_What to produce_: Print out every record exactly as it appears.
——
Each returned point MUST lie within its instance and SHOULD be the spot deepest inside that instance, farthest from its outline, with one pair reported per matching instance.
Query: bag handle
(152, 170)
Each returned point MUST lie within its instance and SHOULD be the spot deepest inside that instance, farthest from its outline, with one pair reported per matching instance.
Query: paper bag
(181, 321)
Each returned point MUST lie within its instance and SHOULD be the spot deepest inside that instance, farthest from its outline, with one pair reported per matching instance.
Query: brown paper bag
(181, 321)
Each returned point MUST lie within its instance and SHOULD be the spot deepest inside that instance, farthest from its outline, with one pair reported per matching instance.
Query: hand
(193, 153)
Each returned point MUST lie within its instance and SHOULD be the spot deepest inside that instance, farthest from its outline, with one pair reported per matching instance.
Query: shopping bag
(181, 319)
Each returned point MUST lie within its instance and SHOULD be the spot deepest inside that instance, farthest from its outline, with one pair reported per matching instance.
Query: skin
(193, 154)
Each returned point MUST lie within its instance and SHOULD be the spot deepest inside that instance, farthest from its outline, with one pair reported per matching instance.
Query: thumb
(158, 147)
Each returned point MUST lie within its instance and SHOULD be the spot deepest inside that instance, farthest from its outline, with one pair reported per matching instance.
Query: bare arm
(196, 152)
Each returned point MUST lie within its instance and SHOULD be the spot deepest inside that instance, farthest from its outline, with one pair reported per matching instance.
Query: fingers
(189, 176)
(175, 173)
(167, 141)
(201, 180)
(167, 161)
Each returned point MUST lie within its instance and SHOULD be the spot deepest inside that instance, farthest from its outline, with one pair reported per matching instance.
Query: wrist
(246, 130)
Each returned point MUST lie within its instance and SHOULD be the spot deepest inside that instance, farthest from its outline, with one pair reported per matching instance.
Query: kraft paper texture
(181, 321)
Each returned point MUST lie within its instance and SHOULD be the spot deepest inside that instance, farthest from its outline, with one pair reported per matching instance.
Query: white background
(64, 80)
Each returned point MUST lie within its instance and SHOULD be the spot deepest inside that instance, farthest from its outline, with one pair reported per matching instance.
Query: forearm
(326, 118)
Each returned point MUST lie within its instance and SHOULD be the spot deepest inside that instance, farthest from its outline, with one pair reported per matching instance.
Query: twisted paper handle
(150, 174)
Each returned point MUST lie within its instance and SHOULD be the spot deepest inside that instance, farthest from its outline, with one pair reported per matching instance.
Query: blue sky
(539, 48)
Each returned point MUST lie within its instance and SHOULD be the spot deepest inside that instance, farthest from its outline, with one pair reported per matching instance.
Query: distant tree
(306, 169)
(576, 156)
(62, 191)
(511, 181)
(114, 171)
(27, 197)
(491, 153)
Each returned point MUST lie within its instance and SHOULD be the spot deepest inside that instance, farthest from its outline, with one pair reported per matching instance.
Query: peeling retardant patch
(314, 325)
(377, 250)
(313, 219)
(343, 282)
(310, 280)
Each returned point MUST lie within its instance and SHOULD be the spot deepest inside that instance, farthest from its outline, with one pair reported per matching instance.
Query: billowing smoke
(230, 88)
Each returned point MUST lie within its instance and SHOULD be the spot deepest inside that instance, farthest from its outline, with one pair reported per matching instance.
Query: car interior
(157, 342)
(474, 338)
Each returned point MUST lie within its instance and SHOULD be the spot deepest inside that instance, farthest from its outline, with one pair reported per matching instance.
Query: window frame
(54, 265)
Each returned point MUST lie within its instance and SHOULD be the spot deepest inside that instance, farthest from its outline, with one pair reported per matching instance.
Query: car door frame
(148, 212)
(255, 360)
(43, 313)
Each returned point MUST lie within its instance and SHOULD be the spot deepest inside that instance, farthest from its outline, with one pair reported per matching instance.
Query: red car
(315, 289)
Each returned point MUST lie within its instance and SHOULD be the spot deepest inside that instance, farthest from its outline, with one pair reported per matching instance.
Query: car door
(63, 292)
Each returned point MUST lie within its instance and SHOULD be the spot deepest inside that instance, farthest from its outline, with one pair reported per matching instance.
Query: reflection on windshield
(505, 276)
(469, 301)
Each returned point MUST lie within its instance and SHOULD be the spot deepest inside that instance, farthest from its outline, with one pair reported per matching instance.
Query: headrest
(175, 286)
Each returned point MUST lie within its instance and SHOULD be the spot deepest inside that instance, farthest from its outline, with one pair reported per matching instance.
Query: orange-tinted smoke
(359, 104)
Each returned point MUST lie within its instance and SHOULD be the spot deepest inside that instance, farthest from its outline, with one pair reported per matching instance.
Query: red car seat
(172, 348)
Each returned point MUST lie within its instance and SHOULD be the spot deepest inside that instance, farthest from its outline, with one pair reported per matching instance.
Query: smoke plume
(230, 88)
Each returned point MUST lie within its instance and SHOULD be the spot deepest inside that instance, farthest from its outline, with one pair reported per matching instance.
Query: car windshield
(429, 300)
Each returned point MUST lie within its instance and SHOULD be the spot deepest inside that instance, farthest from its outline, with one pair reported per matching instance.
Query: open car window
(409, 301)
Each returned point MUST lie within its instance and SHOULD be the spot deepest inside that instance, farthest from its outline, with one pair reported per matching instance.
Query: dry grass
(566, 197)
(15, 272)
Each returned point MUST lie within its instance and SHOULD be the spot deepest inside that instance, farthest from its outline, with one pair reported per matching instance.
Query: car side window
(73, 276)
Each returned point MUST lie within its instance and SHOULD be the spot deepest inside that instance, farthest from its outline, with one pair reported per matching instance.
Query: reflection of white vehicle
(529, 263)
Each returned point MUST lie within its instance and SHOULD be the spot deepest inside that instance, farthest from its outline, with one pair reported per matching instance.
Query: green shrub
——
_Solution for this exercise_:
Each returned point MUST lie within its instance and SHOULD be the spot deepest inside that instance, farthest from its outline, with one pair reported per matching instance.
Query: bag handle
(152, 170)
Each returned point MUST lie within its instance and SHOULD be the spot deepest inside that instance, farthest from its outline, with one pair reported per matching instance.
Query: paper bag
(181, 321)
Each returned point MUST lie within its instance and SHOULD be the spot deepest inside that instance, farthest from its outline, with one pair reported per matching instance.
Query: brown paper bag
(181, 321)
Each returned point MUST lie within its instance and SHOULD be the spot deepest inside that instance, farthest from its outline, with one pair reported per matching instance.
Query: hand
(193, 153)
Each returned point MUST lie within its instance and SHOULD be the spot deepest inside that instance, farthest from its outline, with one pair reported per matching instance.
Query: shopping bag
(181, 319)
Each returned point MUST lie within its instance and SHOULD be the spot deepest inside that instance, farthest from its outline, with one pair reported per matching instance.
Query: skin
(193, 154)
Each returned point MUST lie within its instance and SHOULD be the spot deepest inside that instance, farthest from its outline, with one pair reported per matching instance.
Query: thumb
(158, 147)
Each returned point MUST lie within its instance and SHOULD be the spot deepest inside that instance, farthest from its outline, with one pair reported per matching instance.
Query: bare arm
(196, 152)
Each returned point MUST lie within its instance and SHOULD be the spot deepest inside that instance, farthest from its outline, with one pair reported per matching instance.
Query: fingers
(189, 176)
(175, 173)
(167, 141)
(201, 180)
(167, 161)
Each returned point MUST lie within its instance and SHOULD be the spot deepest inside that instance, farthest from its outline, with one pair reported per matching instance.
Query: wrist
(246, 130)
Each returned point MUST lie within its instance and SHOULD be the spot deepest inside that instance, farthest from its outline, with one pair reported per matching instance.
Query: kraft paper texture
(181, 321)
Each returned point MUST lie within its instance and SHOULD be the spot deepest inside that instance, farthest from its outline, with one pair reported per matching instance.
Query: white background
(64, 80)
Each returned point MUST lie within its instance and SHOULD be the spot deepest inside that instance, farthest from its outline, with one pair reported per matching instance.
Query: forearm
(326, 118)
Each returned point MUST lie within its instance and SHOULD be the spot deepest inside that instance, farthest from its outline, with one pair reported per matching instance.
Query: twisted paper handle
(150, 174)
Each returned point MUST lie within its instance and SHOULD be the spot deepest inside that instance, farthest from its outline, with one pair reported per matching instance.
Query: blue sky
(539, 48)
Each returned point MUST lie within its instance and SHOULD be the spot deepest inside that instance, farthest from its outline, with one pair reported per matching instance.
Query: distant tree
(306, 169)
(576, 156)
(62, 191)
(511, 181)
(114, 171)
(27, 197)
(491, 153)
Each returned point MUST lie within its instance and SHOULD be the spot deepest inside that instance, farthest from its outline, with one pair reported per matching instance.
Query: peeling retardant patch
(314, 325)
(377, 250)
(313, 219)
(343, 282)
(310, 280)
Each returned point MUST lie within its instance and SHOULD be the spot deepest inside that instance, farthest from its outline, with one pair reported per matching instance.
Query: billowing smoke
(230, 88)
Each returned point MUST lie within its instance and SHOULD be the spot deepest inside that instance, farthest from its outline, with one pair reported per matching instance.
Query: car interior
(157, 342)
(474, 338)
Each returned point MUST lie within its instance and SHOULD be the spot deepest inside that instance, farthest from its outline, with one pair reported per matching instance.
Query: window frame
(54, 265)
Each returned point MUST lie within its instance and SHOULD be the spot deepest inside that instance, farthest from its outline, with one pair reported per matching instance.
Query: car door frame
(148, 212)
(255, 360)
(43, 313)
Each returned point MUST lie within its instance and SHOULD be the spot deepest inside that instance, farthest from its outline, with one pair reported per matching instance.
Query: red car
(315, 289)
Each returned point MUST lie within its instance and SHOULD be the spot deepest inside that instance, farthest from its outline, with one pair reported per matching instance.
Query: car door
(63, 292)
Each returned point MUST lie within its instance and SHOULD be the spot deepest inside that instance, farthest from its outline, with one pair reported per matching instance.
Query: reflection on windshield
(505, 276)
(469, 301)
Each returned point MUST lie within its instance and SHOULD be the spot deepest inside that instance, farthest from its outline, with one pair reported per matching instance.
Query: headrest
(175, 286)
Each returned point MUST lie within its instance and SHOULD be the spot deepest inside that instance, farthest from its outline, with one pair reported per matching instance.
Query: orange-tinted smoke
(359, 104)
Each returned point MUST lie within its instance and SHOULD be the spot deepest inside that instance, farthest from its outline, with one pair reported per matching instance.
Query: red car seat
(172, 348)
Each returned point MUST lie within its instance and SHOULD be the spot deepest inside that instance, farthest from its outline, with one pair reported per matching instance.
Query: smoke plume
(230, 88)
Each returned point MUST lie within its instance and SHOULD be the spot deepest inside that instance, farthest from its outline, with one pair reported per matching instance.
Query: car windshield
(429, 300)
Each returned point MUST lie within its instance and SHOULD be the spot deepest inside that instance, farthest from its outline, with one pair reported per matching instance.
Query: open car window
(409, 301)
Each returned point MUST lie within its instance and SHOULD be the spot deepest inside that instance, farthest from its outline, with one pair reported per matching instance.
Query: dry grass
(566, 197)
(15, 272)
Each returned point MUST lie within its instance and SHOULD be the spot deepest inside that instance, farthest from its outline, with one pair reported per matching instance.
Query: car side window
(73, 276)
Each returned point MUST lie within its instance and SHOULD be the spot deepest inside that instance, farthest from its outline, with one pair reported per matching instance.
Query: reflection of white vehicle
(529, 263)
Each returned point MUST lie within its instance and SHOULD be the spot deepest inside that instance, farthest from its outline, with one pair reported per matching instance.
Query: green shrub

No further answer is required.